[Boundary annotation lines]
----------------

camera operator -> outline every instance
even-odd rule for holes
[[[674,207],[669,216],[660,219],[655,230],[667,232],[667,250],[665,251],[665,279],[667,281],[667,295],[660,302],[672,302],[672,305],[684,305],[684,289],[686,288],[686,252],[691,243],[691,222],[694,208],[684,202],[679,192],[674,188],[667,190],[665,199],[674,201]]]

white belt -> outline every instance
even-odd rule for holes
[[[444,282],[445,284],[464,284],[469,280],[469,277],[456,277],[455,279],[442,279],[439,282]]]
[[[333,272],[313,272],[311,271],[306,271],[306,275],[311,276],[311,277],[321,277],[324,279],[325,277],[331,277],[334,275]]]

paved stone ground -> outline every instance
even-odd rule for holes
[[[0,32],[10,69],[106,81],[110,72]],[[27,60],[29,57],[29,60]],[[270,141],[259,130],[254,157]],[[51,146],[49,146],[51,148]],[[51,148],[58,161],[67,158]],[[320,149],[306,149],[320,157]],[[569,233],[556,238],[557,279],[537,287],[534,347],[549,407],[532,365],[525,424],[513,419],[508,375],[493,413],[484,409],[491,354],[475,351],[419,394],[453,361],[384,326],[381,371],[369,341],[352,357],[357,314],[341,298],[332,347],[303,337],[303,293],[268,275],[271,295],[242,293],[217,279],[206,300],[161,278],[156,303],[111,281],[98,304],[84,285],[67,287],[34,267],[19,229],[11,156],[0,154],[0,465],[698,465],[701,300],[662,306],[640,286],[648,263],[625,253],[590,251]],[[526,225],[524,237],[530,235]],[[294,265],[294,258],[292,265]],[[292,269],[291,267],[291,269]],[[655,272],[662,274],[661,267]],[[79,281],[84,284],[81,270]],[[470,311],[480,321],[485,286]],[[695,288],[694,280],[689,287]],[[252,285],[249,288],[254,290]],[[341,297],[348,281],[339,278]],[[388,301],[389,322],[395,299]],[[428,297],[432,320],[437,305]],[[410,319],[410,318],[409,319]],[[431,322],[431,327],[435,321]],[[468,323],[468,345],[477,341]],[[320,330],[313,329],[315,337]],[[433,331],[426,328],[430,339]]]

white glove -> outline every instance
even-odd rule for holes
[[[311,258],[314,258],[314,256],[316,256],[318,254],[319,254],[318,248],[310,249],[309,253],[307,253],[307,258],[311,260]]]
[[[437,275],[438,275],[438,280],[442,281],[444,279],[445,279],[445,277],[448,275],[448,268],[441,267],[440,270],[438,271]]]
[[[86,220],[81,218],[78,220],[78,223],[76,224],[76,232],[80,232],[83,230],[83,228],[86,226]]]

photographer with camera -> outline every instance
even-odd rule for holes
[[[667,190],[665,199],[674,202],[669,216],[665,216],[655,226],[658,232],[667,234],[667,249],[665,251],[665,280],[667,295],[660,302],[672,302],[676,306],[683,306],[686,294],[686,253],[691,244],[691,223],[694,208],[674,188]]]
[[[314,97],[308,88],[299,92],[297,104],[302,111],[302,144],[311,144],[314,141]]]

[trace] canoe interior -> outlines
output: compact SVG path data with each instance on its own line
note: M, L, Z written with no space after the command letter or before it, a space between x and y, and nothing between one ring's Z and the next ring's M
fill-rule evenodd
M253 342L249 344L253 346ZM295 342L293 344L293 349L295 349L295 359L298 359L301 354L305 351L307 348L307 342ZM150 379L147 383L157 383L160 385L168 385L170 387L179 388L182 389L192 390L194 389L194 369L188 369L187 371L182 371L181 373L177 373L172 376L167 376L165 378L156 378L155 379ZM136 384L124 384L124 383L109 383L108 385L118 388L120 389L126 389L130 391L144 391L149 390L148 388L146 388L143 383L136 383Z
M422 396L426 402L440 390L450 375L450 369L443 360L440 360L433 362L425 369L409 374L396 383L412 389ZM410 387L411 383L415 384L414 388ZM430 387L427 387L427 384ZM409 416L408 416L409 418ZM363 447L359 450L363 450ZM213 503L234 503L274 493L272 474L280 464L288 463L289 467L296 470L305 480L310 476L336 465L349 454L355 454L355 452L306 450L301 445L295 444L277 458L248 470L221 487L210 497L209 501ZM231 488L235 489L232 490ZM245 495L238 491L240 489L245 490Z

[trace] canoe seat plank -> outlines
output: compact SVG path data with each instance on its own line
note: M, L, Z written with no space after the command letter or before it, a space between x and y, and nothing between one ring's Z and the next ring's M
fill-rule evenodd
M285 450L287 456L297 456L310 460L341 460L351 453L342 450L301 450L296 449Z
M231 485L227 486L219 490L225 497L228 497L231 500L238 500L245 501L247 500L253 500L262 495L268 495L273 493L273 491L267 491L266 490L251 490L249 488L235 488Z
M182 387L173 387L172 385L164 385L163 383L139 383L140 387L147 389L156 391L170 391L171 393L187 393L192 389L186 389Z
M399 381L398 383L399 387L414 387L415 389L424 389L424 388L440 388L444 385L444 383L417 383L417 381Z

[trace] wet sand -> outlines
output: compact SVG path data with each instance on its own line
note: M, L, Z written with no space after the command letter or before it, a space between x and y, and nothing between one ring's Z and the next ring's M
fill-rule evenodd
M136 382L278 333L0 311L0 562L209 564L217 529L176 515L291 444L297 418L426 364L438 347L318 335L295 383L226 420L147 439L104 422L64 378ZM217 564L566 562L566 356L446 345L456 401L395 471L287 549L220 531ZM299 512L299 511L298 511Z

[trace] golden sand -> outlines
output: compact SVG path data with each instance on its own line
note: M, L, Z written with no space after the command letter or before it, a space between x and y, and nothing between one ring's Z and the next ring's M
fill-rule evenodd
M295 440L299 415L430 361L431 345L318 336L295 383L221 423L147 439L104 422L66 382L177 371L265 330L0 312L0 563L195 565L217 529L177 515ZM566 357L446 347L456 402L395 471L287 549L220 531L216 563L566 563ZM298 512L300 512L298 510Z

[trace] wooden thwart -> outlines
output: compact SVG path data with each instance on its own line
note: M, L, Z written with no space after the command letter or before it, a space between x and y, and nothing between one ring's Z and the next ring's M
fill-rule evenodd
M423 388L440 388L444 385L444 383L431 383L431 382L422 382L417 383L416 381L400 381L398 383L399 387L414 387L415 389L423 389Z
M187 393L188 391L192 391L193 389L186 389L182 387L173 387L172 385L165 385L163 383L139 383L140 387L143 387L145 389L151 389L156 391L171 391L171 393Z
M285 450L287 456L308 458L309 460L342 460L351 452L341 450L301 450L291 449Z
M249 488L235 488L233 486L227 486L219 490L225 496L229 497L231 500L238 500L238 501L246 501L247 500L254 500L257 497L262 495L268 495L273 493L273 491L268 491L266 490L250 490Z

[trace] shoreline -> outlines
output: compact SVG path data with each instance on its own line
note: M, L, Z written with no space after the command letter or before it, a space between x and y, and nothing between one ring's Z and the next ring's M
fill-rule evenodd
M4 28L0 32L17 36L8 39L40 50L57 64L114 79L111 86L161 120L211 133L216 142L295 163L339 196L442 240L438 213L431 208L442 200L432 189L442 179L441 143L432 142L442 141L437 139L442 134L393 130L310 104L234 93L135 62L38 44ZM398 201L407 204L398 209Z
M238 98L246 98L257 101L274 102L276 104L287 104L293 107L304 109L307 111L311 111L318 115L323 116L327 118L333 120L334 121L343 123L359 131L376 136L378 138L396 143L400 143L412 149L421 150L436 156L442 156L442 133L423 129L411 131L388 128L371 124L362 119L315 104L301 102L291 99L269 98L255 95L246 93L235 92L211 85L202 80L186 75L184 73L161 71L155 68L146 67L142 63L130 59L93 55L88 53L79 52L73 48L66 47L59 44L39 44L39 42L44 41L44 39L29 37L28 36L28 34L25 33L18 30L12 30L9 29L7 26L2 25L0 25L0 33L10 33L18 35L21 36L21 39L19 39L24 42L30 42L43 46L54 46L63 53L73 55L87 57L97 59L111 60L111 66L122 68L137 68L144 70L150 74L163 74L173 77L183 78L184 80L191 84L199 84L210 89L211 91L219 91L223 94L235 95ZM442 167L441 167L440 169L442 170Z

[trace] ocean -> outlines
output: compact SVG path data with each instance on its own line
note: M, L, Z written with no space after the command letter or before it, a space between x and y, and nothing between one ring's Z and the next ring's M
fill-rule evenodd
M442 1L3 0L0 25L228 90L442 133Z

----------------

Copy the lines above, starting at the one that contains "[trace] ocean -> outlines" and continuing through the last line, both ends included.

[trace] ocean -> outlines
output: compact SVG path data with each instance on its own line
note: M, L, Z written with no space after the command letter or before it, a space between x and y, and nothing between one ring's Z and the next ring's M
fill-rule evenodd
M442 1L3 0L0 25L228 90L442 133Z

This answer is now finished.